- **Seitenauszug**
★ ★ ★

Benutzerfreundlichkeit vs. Sicherheit?
Die steigende Anzahl von Geräten, Kanälen und Zugriffpunkten spielt den Cyberkriminellen in die Hände. Zugleich sinkt die Geduld der Verbraucher bei Onlineaktivitäten: Laut einer Studie von Ping Identity laufen Anbieter, denen es nicht gelingt, die richtige Balance zwischen Benutzerfreundlichkeit und Datensicherheit zu finden, Gefahr, ihre Kunden an die Konkurrenz zu verlieren. So gaben 45 Prozent der Befragten an, dass sie bereits einem Onlinedienst den Rücken gekehrt hätten, weil sie das Einloggen als frustrierend empfanden. 53 Prozent würden zu einem konkurrierenden Onlineangebot wechseln, vorausgesetzt das Identitäts- und Zugriffsmanagement funktioniert dort wesentlich einfacher.
Für Onlineanbieter bedeutet das: Sie müssen den Spagat schaffen, das Betrugsrisiko zu minimieren, ohne ihre Kunden durch umständliche Authentifizierungsmaßnahmen wie CAPTCHA oder das Abfragen von PII abzuschrecken. Möglichkeiten wie Spracherkennung, Fingerabdruck-Scans und Gesichtserkennung sorgen für eine reibungslose Kundenerfahrung, garantieren aber für sich allein genommen keine komplette Sicherheit. Auch Methoden, die auf reinen Verhaltensanalysen beruhen, haben ihre Tücken: Denn menschliches Verhalten ist nicht statisch. So änderten im Zuge der Corona-Pandemie viele Menschen ihre digitalen Gewohnheiten. Sie meldeten sich zu anderen Zeiten oder mit anderen Geräten an und kauften andere Produkte wie beispielsweise Lebensmittel. Doch Fehlalarm bei der Sicherung von Onlineaktionen kann fatal sein. Wird einem Kunden beispielsweise das Benutzerkonto gesperrt, wird ihn das vermutlich für immer verprellen.
Verhaltensbiometrische Daten decken Anomalien auf
Neue intelligente Sicherungsmechanismen überwachen daher bestimmte Muster der Verhaltensbiometrie: Ob im Finanzsektor oder im E-Commerce – sobald ein Benutzer mit einem Gerät oder einer Anwendung interagiert, erzeugt er mit jedem Wischen auf dem Smartphone und mit jedem Mausklick am PC hunderte von eindeutigen Benutzerdaten. Während die Betrugserkennung bislang fast ausschließlich in der Zahlungsphase der Customer Journey einsetzte, prüft moderne Onlinebetrugserkennung bereits ab dem Login die biometrischen Verhaltensdaten, die durch Interaktionen zwischen Mensch und Gerät, durch Geräteattribute und Kontoaktivitäten generiert werden. Sicherheitsrisiken werden unterbunden, bevor sie Schaden anrichten können.

★ ★ ★

- **Inhalt des Datensatzes**
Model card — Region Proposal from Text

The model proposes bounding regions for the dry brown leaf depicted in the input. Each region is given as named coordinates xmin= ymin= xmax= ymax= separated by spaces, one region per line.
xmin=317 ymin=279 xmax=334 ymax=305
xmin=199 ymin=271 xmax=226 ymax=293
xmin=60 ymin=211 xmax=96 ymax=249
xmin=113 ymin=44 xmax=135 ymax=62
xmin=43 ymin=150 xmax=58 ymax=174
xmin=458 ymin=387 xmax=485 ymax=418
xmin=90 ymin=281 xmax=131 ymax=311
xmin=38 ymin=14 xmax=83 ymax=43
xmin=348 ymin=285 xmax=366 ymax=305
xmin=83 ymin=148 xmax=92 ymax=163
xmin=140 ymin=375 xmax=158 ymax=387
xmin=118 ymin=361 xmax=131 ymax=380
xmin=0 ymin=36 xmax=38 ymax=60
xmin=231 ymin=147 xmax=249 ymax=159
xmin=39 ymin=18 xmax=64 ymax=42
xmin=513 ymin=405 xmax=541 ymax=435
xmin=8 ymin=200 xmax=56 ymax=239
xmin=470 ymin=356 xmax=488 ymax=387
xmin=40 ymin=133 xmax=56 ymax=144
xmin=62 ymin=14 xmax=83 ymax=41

★ ★ ★

- **Aufgabe 1**
Wie viel Prozent der Befragten haben laut dem Seitenauszug schon einmal einem Onlinedienst den Rücken gekehrt, weil sie das Einloggen als frustrierend empfanden?
- **Aufgabe 2**
Schreiben Sie aus dem Seitenauszug die Passage ab, die mit „Die steigende Anzahl“ beginnt und bis einschließlich „dort wesentlich einfacher.“ reicht.

- **Schriftliche Antwort 1**
45 Prozent.

- **Schriftliche Antwort 2**
Die steigende Anzahl von Geräten, Kanälen und Zugriffpunkten spielt den Cyberkriminellen in die Hände. Zugleich sinkt die Geduld der Verbraucher bei Onlineaktivitäten: Laut einer Studie von Ping Identity laufen Anbieter, denen es nicht gelingt, die richtige Balance zwischen Benutzerfreundlichkeit und Datensicherheit zu finden, Gefahr, ihre Kunden an die Konkurrenz zu verlieren. So gaben 45 Prozent der Befragten an, dass sie bereits einem Onlinedienst den Rücken gekehrt hätten, weil sie das Einloggen als frustrierend empfanden. 53 Prozent würden zu einem konkurrierenden Onlineangebot wechseln, vorausgesetzt das Identitäts- und Zugriffsmanagement funktioniert dort wesentlich einfacher.